• [Exercise] From the text on the afternoon slump, list every factor it names as influencing or affecting our biological clock.

• [Given text]
● ● ● ● ● ● ●

Do you feel like you turn into a sloth every afternoon when the clock strikes 3? If you ate a bagel for lunch, a drop in blood sugar may be to blame — but that’s not the only culprit behind your sudden sluggishness. In fact, there might be a legitimate, biological reason for the infamous ‘mid-afternoon slump’ — and your circadian rhythm might just be behind it.
Also known as our ‘biological clock,’ our circadian rhythm is basically the cascade of body processes that controls when we wake up and go to bed (or at least feel energized and sleepy). Lightness and darkness signal a part of our brain (the hypothalamus) that it’s either time to wake up or go to sleep, triggering our production of certain hormones and other bodily changes that either rev us up or quiet us down.
Our body produces the stress hormone cortisol when it’s time to wake up, and melatonin when it’s time to go to sleep. Our body temperature also warms up to wake us up and cools to make us feel sleepy.
“These factors that trigger our circadian rhythm are called zeitgebers,” says Dr. Anil Rama, adjunct clinical faculty-member at the Stanford Center for Sleep Sciences and Medicine. In addition to lightness and darkness, eating, exercising and following various work or school schedules can also influence our biological clock. (Even feeling warm or cold has an impact!)
Our exact individual rhythms can vary, but most of us feel a strong shift and urge to wake up after sunrise and go to bed after sunset.
Though we might think our circadian rhythm only kicks in to make us tired after the sun goes down, we actually also experience a natural dip in the afternoon. This mid-afternoon slump that leaves you sitting at your desk in a daze is totally normal. In fact, most of us experience a biological clock shift sometime from 1–4 p.m.
Some cultures throughout history have embraced this circadian shift and built their daily lives around it, Rama says. Taking a siesta — the mid-afternoon break from work, business and school is still practiced throughout Spain — for example.

● ● ● ● ● ● ●

• [Record set]
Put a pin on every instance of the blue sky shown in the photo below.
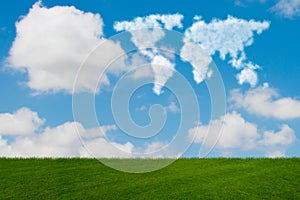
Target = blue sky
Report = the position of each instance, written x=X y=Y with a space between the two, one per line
x=54 y=52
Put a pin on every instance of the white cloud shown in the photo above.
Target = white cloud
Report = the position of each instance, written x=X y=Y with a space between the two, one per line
x=247 y=76
x=228 y=37
x=22 y=122
x=52 y=43
x=285 y=136
x=60 y=141
x=142 y=108
x=172 y=107
x=193 y=53
x=265 y=101
x=163 y=70
x=236 y=132
x=287 y=8
x=151 y=22
x=146 y=32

● ● ● ● ● ● ●

• [Reply]
- Lightness and darkness
- Eating
- Exercising
- Following various work or school schedules
- Feeling warm or cold